### RECORDS FOR THE TASK
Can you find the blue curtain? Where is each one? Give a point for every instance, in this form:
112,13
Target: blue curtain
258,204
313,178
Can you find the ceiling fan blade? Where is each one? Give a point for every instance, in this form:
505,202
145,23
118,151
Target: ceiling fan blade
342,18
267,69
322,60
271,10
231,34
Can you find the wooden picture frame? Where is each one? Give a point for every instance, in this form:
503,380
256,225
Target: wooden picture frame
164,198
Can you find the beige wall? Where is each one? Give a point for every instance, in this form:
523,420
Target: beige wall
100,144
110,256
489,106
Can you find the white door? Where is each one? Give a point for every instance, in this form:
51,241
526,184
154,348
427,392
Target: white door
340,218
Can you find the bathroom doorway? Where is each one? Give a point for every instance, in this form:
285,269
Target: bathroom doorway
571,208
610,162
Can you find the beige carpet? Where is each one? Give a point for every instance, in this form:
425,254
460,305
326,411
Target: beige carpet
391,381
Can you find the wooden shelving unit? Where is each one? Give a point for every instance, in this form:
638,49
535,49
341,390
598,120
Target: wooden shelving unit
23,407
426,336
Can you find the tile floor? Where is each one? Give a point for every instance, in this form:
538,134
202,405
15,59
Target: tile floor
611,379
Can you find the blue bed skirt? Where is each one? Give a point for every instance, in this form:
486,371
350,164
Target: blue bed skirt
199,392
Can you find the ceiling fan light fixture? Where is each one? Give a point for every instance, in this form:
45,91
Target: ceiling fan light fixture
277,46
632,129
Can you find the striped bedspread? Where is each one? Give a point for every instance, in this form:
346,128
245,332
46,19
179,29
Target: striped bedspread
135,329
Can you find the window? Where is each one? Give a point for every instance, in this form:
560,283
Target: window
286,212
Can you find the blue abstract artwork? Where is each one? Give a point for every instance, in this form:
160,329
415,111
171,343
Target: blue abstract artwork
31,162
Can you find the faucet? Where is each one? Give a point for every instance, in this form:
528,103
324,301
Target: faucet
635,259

### ACTION ITEM
Give back all the material, with each line exactly as it stands.

### TASK RESULT
Can you find the blue curtain? Where is each one? Give a point for every instance, in this form:
112,13
Target: blue curtain
258,204
313,178
Can you find the ceiling fan blade? Where is each one? Give a point for every instance, in this form:
505,202
145,23
118,151
Target: ceiling fan blade
342,18
267,69
322,60
271,10
231,34
Can you find the wooden picture frame? Where is each one? Give a point for every instance, in this form:
503,380
256,225
Target: wooden picture frame
164,198
Can you find the beige wall? Where is each one? Give a point for every instance, in this form:
523,420
Target: beige wall
100,144
110,256
489,106
Can you find the white door? Where is each one? Give a point for every instance, in this form:
51,241
526,184
154,348
427,392
Target: white door
340,218
Can you find the bathroom doorway? Where is each one? Give a point for every instance, in this form:
285,269
Target: bathroom doorway
571,208
610,162
Can you find the beige carpet? Where is each one? Give a point for every instance, in this form:
425,254
460,305
326,411
Target: beige carpet
391,381
Can you find the wooden shelving unit? Where is each one? Give a point for every instance, in this form:
638,49
535,49
341,390
598,120
Target: wooden shelving unit
23,407
426,336
Can you find the tile floor? Where is each one? Give a point for every instance, in this form:
538,134
202,405
15,59
Target: tile floor
611,379
Can you find the blue bed skirt? Where is each one? Give a point for every instance, in this form:
486,371
350,164
Target: blue bed skirt
199,392
Can you find the ceiling fan light fixture? Where is each one? Give a point for every instance, in this form:
45,91
Target: ceiling fan light fixture
277,46
632,129
Can you find the striped bedspread? Where is each one? Give a point for every instance, in this form:
346,128
245,332
46,19
179,29
Target: striped bedspread
135,329
Can you find the window? Where is each one? Give a point for every instance, in this form:
560,283
Target: window
286,212
Can you find the blue abstract artwork? Where is each one? Give a point for every instance, in this form:
160,329
415,111
171,343
Target: blue abstract artwork
31,162
Can you find the faucet? Where is each one? Give a point for every instance, in this form:
528,103
324,301
Target: faucet
635,259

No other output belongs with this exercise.